* RECORDS FOR THIS TASK

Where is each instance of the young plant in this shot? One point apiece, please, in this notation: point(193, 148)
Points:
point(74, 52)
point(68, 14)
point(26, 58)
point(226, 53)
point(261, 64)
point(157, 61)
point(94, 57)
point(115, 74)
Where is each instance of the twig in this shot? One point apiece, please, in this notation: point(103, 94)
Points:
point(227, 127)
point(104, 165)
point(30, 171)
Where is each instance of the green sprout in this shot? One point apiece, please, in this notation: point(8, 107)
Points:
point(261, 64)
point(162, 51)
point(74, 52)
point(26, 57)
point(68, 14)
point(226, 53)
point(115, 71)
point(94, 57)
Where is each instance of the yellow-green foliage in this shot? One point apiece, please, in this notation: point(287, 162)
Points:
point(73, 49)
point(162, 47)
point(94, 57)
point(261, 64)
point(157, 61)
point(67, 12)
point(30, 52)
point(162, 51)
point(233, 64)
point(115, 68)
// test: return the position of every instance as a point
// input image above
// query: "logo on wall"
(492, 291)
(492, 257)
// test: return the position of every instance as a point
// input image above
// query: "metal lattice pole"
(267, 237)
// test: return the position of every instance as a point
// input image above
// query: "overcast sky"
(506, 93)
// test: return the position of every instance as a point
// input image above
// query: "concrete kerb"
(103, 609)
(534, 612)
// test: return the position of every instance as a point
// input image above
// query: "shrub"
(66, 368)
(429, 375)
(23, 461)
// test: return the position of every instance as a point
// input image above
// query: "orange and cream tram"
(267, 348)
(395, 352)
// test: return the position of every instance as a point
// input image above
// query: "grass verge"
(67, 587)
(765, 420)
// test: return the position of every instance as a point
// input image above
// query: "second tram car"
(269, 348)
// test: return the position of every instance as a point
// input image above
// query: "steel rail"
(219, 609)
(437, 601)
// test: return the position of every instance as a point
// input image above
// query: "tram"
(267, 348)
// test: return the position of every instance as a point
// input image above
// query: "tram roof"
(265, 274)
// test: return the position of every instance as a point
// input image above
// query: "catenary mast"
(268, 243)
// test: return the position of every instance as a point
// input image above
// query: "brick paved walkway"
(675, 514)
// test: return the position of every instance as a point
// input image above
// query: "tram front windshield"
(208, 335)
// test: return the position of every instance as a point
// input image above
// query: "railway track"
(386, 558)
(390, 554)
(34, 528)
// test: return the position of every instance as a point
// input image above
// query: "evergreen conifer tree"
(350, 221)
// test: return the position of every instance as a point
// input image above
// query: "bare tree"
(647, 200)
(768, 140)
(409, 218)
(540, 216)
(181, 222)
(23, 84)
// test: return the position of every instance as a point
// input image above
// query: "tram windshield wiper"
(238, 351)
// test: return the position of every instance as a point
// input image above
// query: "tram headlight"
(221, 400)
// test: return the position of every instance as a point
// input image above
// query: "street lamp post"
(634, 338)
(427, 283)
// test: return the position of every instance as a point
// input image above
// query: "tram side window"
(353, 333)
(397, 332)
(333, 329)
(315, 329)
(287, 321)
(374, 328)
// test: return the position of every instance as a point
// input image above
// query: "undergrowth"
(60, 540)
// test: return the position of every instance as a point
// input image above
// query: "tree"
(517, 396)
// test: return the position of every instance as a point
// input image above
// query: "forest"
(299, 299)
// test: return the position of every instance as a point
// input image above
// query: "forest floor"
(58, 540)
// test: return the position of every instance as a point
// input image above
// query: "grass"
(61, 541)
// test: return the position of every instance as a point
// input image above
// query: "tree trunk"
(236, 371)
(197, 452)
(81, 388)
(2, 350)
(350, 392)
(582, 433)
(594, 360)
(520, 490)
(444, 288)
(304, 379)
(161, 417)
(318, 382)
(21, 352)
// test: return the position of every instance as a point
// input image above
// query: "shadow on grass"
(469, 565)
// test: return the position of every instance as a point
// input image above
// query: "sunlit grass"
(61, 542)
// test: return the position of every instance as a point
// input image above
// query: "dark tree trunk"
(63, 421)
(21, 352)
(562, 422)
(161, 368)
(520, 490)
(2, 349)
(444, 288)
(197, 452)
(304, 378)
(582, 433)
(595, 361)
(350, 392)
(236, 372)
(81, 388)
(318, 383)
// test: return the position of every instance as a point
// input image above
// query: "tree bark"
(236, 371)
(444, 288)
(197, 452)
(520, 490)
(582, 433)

* EXERCISE
When you answer, return the records above exactly as they stand.

* TASK RESPONSE
Where is each instance of the young plant in this shot? One point apiece, please, in this notation: point(193, 148)
Points:
point(74, 52)
point(68, 14)
point(26, 58)
point(226, 53)
point(261, 64)
point(157, 61)
point(94, 57)
point(115, 74)
Where is each instance of the twig in this shot? One point apiece, please, in this notation: point(103, 94)
Points:
point(227, 127)
point(104, 165)
point(30, 171)
Where is each instance of the green sprout in this shot? One point apiece, please, in this notation: point(8, 107)
Points:
point(261, 64)
point(162, 51)
point(74, 52)
point(26, 57)
point(68, 14)
point(226, 53)
point(115, 71)
point(94, 57)
Where is each instance of the yellow-green foliage in this shot? One point apiece, please, in this notation: point(287, 162)
Points:
point(73, 49)
point(162, 47)
point(94, 57)
point(261, 64)
point(157, 61)
point(67, 12)
point(30, 52)
point(162, 51)
point(233, 64)
point(115, 68)
// test: return the position of every instance as a point
// input image above
// query: "logo on wall"
(492, 291)
(492, 257)
// test: return the position of every instance as a point
// input image above
// query: "metal lattice pole"
(267, 237)
// test: return the position of every instance as a point
// input image above
// query: "overcast sky"
(506, 93)
// test: return the position of every instance as a point
// input image above
// query: "concrete kerb"
(103, 609)
(534, 612)
// test: return the position of every instance as a point
// input image above
// query: "shrub"
(66, 368)
(429, 375)
(23, 461)
// test: return the position of every instance as a point
// input image above
// query: "orange and cream tram"
(267, 348)
(395, 352)
// test: return the position of every instance as a point
// input image above
// query: "grass verge"
(67, 587)
(765, 420)
// test: return the position of every instance as a point
// input image above
// query: "second tram car"
(269, 348)
// test: return the position of every instance as a point
// input image above
// query: "steel rail"
(219, 609)
(437, 601)
// test: return the position of every instance as a point
// input image above
// query: "tram"
(267, 348)
// test: return the position of every instance as a point
// input image above
// query: "tram roof"
(265, 274)
// test: return the position of every instance as a point
// input image above
// query: "catenary mast"
(268, 243)
// test: return the position of every instance as a point
// input image above
// query: "brick paved walkway"
(675, 514)
// test: return the position of every instance as a point
// input image above
// query: "tram front windshield"
(208, 335)
// test: return the position of every instance as a point
// input image above
// query: "railway track"
(386, 558)
(390, 554)
(34, 528)
// test: return the position of every instance as a point
// input image above
// query: "evergreen conifer tree"
(350, 221)
// test: return the position of every instance as a point
// input image above
// query: "bare tree"
(647, 200)
(768, 140)
(409, 218)
(540, 216)
(181, 222)
(23, 84)
// test: return the position of every instance as a point
// input image above
// query: "tram windshield wiper"
(238, 351)
// test: return the position of every instance as a point
// input image above
// query: "tram headlight"
(221, 400)
// test: return the position of every instance as a point
// input image above
// query: "street lamp post"
(634, 338)
(427, 283)
// test: return the position of every instance as a point
// input image above
// query: "tram side window"
(353, 333)
(397, 332)
(333, 329)
(315, 329)
(287, 321)
(374, 328)
// test: return the position of every instance as a point
// input image above
// query: "undergrowth"
(60, 540)
// test: return the position of every instance as a point
// input image above
// query: "tree"
(517, 396)
// test: return the position of every instance as a point
// input image above
// query: "forest"
(299, 299)
// test: return the position of every instance as a point
// input image above
// query: "forest floor"
(58, 540)
// test: return the position of every instance as a point
// input image above
// query: "grass"
(61, 541)
// test: return the position of every instance as a point
// input image above
// query: "tree trunk"
(236, 371)
(197, 452)
(81, 388)
(2, 350)
(350, 392)
(582, 433)
(594, 360)
(520, 490)
(444, 288)
(304, 379)
(161, 417)
(318, 382)
(21, 352)
// test: return the position of every instance as a point
// input image above
// query: "shadow on grass"
(469, 565)
// test: return the position of every instance as a point
// input image above
// query: "sunlit grass"
(61, 542)
// test: return the position of every instance as a point
// input image above
// query: "dark tree trunk"
(63, 421)
(21, 352)
(562, 422)
(161, 368)
(520, 490)
(2, 349)
(444, 288)
(197, 452)
(304, 378)
(582, 433)
(595, 361)
(350, 392)
(236, 372)
(81, 388)
(318, 383)
// test: return the position of every instance as a point
// input image above
// query: "tree bark"
(236, 371)
(444, 288)
(197, 452)
(520, 490)
(582, 433)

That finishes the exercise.